• **EXERCISE REQUIREMENTS**
Extend the excerpt below on proposed funding for high-seas ocean conservation and marine biotechnology, beginning after its final sentence.

• **EXCERPT PROVIDED**
Another proposed option would require all U.N. member nations to make up-front payments into a fund. Governments would contribute at a level appropriate to the scale of their respective countries’ marine biotechnology industry. But developing nations saw initial figures proposed in New York as grossly insufficient, according to Henry Novion, an independent consultant who was part of the Brazilian delegation. According to Jaspars, a pot of roughly $100 million annually, accrued from national contributions, would be a reasonable offering. A recent IUCN briefing proposed a one-off fund of $500 million to kick-start high-seas ocean conservation, bolstered by future revenue streams such as royalties or user fees for data.

• **GIVEN INFORMATION**
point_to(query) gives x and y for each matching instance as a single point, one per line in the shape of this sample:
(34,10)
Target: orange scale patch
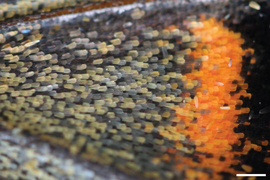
(213,106)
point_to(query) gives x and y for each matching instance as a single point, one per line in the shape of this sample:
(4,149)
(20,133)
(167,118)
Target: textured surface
(152,92)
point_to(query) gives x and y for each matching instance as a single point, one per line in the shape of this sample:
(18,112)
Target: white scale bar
(251,175)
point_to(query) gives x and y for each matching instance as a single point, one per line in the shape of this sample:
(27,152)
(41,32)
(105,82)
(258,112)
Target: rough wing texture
(150,91)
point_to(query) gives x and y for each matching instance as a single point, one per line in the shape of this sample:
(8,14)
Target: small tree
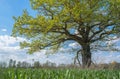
(87,22)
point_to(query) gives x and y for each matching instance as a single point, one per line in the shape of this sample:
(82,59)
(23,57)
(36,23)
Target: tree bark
(86,56)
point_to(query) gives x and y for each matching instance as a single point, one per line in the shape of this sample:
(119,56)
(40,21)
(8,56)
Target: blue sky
(9,47)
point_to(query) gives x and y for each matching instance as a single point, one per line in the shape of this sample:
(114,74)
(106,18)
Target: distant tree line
(36,64)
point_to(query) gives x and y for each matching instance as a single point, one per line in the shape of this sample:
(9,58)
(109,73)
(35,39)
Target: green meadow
(30,73)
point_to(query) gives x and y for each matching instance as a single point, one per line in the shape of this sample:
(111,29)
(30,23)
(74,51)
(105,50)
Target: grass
(21,73)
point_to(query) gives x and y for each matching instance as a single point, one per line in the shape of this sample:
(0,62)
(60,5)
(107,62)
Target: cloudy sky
(9,46)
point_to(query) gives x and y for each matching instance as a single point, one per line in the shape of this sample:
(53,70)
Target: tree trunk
(86,56)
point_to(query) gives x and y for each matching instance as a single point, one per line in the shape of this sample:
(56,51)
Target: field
(21,73)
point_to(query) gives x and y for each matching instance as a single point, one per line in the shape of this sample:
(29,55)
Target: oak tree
(87,22)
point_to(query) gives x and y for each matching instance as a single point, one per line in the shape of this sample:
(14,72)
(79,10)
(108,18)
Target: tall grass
(20,73)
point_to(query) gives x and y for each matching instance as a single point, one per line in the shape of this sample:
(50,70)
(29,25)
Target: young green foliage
(93,21)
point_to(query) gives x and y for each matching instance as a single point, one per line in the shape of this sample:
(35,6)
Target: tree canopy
(86,22)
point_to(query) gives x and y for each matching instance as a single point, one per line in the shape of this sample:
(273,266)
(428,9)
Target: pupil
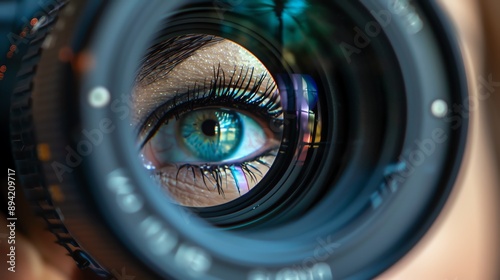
(209,128)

• **RESPONSE TO THIS EXERCISE**
Complicating matters is the fact that genetic resources include not just physical specimens but gene sequence data uploaded to repositories such as GenBank. These data can then be downloaded and synthesized into compounds in a lab that can be used to develop a new product. Increasingly, this digital sequence information, or DSI, is all a company needs to create and mass-produce a product. For example, kahalalide F—a compound that was isolated from a sea slug and that is being tested against cancers and psoriasis—is created synthetically from DSI. When the Spanish company PharmaMar licensed it to Medimetriks, the U.S. firm testing it for psoriasis, all Medimetriks needed was the sequence data (basically, computer code). “Over time, the focus has moved from collecting a zebra fish or a starfish to collecting a tiny little sample of that thing to collecting just the genetic sequence data. At this point, you may not even need the zebra fish,” says Robert Blasiak, an ocean governance researcher at the Stockholm Resilience Center.
Developing products from DSI has huge advantages: the approach requires no harvesting of ocean animals, plants or microorganisms, and its commercial potential is virtually limitless because a gene sequence can be sold online multiple times. “DSI is now the most valuable source for commercialization of marine genetic resources,” Gjerde says.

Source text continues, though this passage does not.